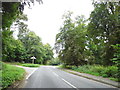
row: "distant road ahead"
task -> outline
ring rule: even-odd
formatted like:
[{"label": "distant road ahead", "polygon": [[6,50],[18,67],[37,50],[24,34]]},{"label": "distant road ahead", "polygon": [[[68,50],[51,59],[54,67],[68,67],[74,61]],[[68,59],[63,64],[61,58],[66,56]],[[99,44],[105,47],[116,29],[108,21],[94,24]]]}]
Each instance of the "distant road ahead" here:
[{"label": "distant road ahead", "polygon": [[[39,67],[27,80],[24,88],[113,88],[97,81],[76,76],[55,66]],[[111,89],[109,89],[111,90]],[[114,89],[113,89],[114,90]]]}]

********************

WORK TO BE COMPLETED: Return all of the rows above word for word, leaving out the pictures.

TASK RESPONSE:
row: "distant road ahead"
task -> outline
ring rule: even-odd
formatted like:
[{"label": "distant road ahead", "polygon": [[6,50],[18,67],[37,50],[24,34]]},{"label": "distant road ahead", "polygon": [[[68,50],[51,59],[54,67],[68,67],[74,61]],[[68,59],[63,64],[61,58],[66,56]],[[99,44],[105,47],[116,29],[108,21],[94,24]]]}]
Each instance of the "distant road ahead" here:
[{"label": "distant road ahead", "polygon": [[[39,67],[27,80],[24,88],[113,88],[97,81],[76,76],[55,66]],[[111,89],[109,89],[111,90]],[[114,89],[113,89],[114,90]]]}]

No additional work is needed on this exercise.